* _Problems to solve_
• a. In the Murtoa town guide, what name did the town go by before 1870?
• b. Write out the part of the Murtoa town guide that begins at the words "Lizards on the" and stops after "built the lizards.", swapping "ceramic tiles" for "broken glass".

— Start Document extract —

Wheatbelt town in the Wimmera.
Murtoa is a small wheatbelt town in the Wimmera. It is notable for its wide streets, its interesting 19th century buildings, the charming Lake Marma and its importance as a major historic grain receival centre.
Murtoa is located on the Wimmera Highway 295 km north-west of Melbourne via Ballarat and Stawell and 140 m above sea-level.^ TOP
Origin of Name
Prior to 1870 the town was known as Marma Gully. It is generally accepted that Murtoa means 'home of the lizard' in the language of the local First Nation people, probably the Jaadwa language group. There are a number of large lizard mosaic sculptures on the median strips in Marma and Duncan streets.^ TOP
Things to See and Do
Lake Marma Reserve
Drive through the narrow, but impressive, Memorial Gates (1920) and you enter the Lake Marma Reserve, a 20ha lake which was once the water source for the first settlers and is now a pleasant parkland known for its birdlife and its easy 2km walking track. It lies close to the heart of the town.
Water Tower Museum
Standing out prominently at the end of Comyn St is the Water Tower Museum. The building, a thirteen-metre high water storage tower was built in 1886 by the Victorian railways. It houses a remarkable collection of 500 birds and animals from the taxidermy collection of James Hill. He collected the animals from 1885-1930. There is also a collection of local Aboriginal artefacts. Check the door for the relevant phone numbers of people who will open the museum for inspection.
The German Lutherans who settled Murtoa were a vital part of the town's early history. So important were they that a Lutheran school opened in the town in 1887 and three years later it was turned into a training college for Lutheran teachers. In 1892 'Concordia College', a training facility for teachers and pastors, was built. Part of the old building with some important Lutheran historical artefacts is located adjacent to the water tower.
Across the railway line and to the south-east of the town is the remarkable Stick Shed which was built in 1941 from over 540 unmilled mountain ash tree trunks. It has become a tourist attraction as it is 270 metres long, 60 metres wide and 19 metres high. It was built to store grain during World War II. For more detailed information check out https://www.thestickshed.com.au.
Lizards on the Strip
Around the town are a number of huge lizards (they refer to the Aboriginal meaning of the town's name) covered with ceramic tiles. They were part of a project instituted by the students of Our Lady Help of Christians School. The work was supervised by artist Steve Monk who designed, carved and built the lizards.
Other Attractions in the Area
Barrabool Forest Reserve
Located 7km south of Murtoa on the road to Stawell, Barrabool Forest Reserve not only has fine displays of wildflowers in the spring but if you look carefully you will notice a number of trees where, in the nineteenth century, the Jaadwa cut the bark. See http://www.murtoa.net/tourism for a good photographic example.
* Prior to European settlement First Nation people from the Jaadwa language group lived and moved through the area.
* The first European to explore the area was Major Thomas Mitchell who travelled through the district in 1836. It was largely as a result of Mitchell's eulogy to the richness of the land that squatters took up runs in the early 1840s.
* In 1844 two squatters named McPherson and Taylor established the 'Ashens' and 'Longerenong' runs which spread across over 200,000 acres (80,937ha).

— End Document extract —
— Start Data extract —

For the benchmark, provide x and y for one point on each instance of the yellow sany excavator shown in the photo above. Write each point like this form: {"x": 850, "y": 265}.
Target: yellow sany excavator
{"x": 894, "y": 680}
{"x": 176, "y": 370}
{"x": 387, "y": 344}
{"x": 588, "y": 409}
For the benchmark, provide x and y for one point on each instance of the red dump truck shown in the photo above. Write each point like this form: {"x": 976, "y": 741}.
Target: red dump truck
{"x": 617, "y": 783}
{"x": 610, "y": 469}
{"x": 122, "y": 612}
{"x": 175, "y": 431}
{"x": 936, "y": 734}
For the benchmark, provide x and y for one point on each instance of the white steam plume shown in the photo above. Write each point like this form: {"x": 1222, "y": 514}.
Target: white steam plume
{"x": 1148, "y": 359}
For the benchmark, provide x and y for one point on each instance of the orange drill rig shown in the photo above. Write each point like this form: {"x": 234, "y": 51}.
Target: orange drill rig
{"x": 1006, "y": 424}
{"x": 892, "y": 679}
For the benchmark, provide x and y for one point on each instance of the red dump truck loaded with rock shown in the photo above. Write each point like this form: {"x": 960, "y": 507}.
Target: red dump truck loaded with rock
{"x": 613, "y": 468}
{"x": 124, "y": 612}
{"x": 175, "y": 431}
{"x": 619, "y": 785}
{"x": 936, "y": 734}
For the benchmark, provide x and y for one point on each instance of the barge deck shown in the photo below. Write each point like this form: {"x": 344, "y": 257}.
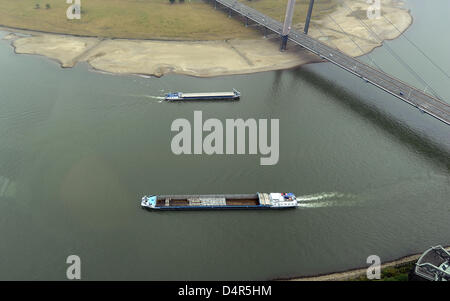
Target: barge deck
{"x": 225, "y": 201}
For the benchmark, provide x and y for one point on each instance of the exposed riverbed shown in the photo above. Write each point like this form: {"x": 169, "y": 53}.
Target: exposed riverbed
{"x": 79, "y": 149}
{"x": 214, "y": 58}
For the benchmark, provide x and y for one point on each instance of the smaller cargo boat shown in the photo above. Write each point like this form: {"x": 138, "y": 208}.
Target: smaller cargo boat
{"x": 220, "y": 201}
{"x": 180, "y": 96}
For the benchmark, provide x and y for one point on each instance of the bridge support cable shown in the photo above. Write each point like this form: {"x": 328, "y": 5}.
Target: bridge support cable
{"x": 395, "y": 55}
{"x": 424, "y": 102}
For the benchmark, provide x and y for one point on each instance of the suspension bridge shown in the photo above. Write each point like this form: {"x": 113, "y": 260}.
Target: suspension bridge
{"x": 425, "y": 102}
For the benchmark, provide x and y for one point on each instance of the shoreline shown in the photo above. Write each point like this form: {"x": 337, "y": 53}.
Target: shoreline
{"x": 206, "y": 58}
{"x": 357, "y": 272}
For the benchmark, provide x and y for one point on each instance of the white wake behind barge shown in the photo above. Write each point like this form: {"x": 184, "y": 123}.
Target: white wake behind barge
{"x": 223, "y": 201}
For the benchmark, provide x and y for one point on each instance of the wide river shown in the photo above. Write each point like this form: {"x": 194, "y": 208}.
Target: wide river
{"x": 79, "y": 148}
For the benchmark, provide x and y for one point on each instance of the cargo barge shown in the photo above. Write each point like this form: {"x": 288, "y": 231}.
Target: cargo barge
{"x": 222, "y": 201}
{"x": 180, "y": 96}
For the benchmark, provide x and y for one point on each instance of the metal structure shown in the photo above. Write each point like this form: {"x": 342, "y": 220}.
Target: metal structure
{"x": 407, "y": 93}
{"x": 308, "y": 16}
{"x": 434, "y": 264}
{"x": 287, "y": 24}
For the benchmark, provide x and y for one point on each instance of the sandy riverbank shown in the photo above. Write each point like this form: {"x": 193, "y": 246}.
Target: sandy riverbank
{"x": 214, "y": 58}
{"x": 352, "y": 274}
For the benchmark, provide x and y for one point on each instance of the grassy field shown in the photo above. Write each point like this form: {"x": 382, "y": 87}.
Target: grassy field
{"x": 144, "y": 19}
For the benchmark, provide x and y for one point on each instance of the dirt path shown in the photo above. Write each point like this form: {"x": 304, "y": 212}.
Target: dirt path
{"x": 341, "y": 276}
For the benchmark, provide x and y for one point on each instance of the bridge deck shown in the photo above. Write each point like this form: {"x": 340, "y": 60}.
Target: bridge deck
{"x": 413, "y": 96}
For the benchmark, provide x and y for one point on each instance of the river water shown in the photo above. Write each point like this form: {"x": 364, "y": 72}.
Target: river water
{"x": 79, "y": 148}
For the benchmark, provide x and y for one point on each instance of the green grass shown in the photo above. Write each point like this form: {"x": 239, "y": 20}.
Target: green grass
{"x": 143, "y": 19}
{"x": 277, "y": 8}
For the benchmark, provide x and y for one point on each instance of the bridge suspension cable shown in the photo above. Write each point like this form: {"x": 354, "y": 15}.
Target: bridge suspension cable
{"x": 395, "y": 55}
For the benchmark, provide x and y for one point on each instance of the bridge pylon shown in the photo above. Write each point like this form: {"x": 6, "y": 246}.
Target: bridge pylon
{"x": 308, "y": 16}
{"x": 287, "y": 24}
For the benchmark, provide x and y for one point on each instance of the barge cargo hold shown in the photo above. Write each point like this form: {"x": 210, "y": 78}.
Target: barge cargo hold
{"x": 180, "y": 96}
{"x": 222, "y": 201}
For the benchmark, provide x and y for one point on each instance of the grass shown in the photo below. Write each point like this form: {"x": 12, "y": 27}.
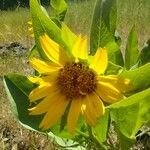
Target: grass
{"x": 13, "y": 27}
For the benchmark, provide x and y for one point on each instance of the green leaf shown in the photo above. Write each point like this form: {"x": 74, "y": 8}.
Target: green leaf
{"x": 60, "y": 8}
{"x": 42, "y": 23}
{"x": 103, "y": 24}
{"x": 131, "y": 52}
{"x": 18, "y": 88}
{"x": 139, "y": 77}
{"x": 33, "y": 52}
{"x": 145, "y": 54}
{"x": 101, "y": 129}
{"x": 68, "y": 36}
{"x": 114, "y": 53}
{"x": 113, "y": 69}
{"x": 124, "y": 142}
{"x": 130, "y": 114}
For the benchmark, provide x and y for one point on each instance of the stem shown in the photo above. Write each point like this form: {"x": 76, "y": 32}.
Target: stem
{"x": 94, "y": 138}
{"x": 82, "y": 133}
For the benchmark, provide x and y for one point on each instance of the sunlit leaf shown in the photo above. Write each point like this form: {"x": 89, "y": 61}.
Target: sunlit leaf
{"x": 130, "y": 114}
{"x": 139, "y": 77}
{"x": 114, "y": 53}
{"x": 103, "y": 24}
{"x": 131, "y": 52}
{"x": 60, "y": 7}
{"x": 145, "y": 54}
{"x": 101, "y": 129}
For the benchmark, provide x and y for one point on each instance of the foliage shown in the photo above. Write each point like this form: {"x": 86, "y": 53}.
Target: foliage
{"x": 128, "y": 115}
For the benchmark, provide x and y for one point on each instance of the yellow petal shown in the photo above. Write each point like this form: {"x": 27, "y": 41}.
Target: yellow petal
{"x": 41, "y": 91}
{"x": 43, "y": 67}
{"x": 96, "y": 104}
{"x": 53, "y": 51}
{"x": 36, "y": 80}
{"x": 122, "y": 84}
{"x": 45, "y": 104}
{"x": 54, "y": 113}
{"x": 100, "y": 61}
{"x": 29, "y": 22}
{"x": 73, "y": 115}
{"x": 108, "y": 92}
{"x": 80, "y": 49}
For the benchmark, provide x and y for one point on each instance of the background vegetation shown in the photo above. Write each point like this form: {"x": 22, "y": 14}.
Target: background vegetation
{"x": 14, "y": 28}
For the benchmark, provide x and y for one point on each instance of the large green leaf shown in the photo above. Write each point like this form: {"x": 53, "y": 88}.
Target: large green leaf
{"x": 145, "y": 54}
{"x": 60, "y": 8}
{"x": 131, "y": 52}
{"x": 130, "y": 114}
{"x": 18, "y": 87}
{"x": 42, "y": 23}
{"x": 103, "y": 24}
{"x": 139, "y": 77}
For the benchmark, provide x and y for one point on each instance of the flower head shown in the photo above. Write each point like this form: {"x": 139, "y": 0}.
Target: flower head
{"x": 70, "y": 78}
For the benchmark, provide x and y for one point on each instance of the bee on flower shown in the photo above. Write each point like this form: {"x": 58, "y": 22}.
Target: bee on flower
{"x": 76, "y": 80}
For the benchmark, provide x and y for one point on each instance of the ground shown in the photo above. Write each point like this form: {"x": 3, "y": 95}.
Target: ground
{"x": 13, "y": 59}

— End Data extract —

* _Solutions in order_
• a. Marma Gully

• b.
Lizards on the Strip
Around the town are a number of huge lizards (they refer to the Aboriginal meaning of the town's name) covered with broken glass. They were part of a project instituted by the students of Our Lady Help of Christians School. The work was supervised by artist Steve Monk who designed, carved and built the lizards.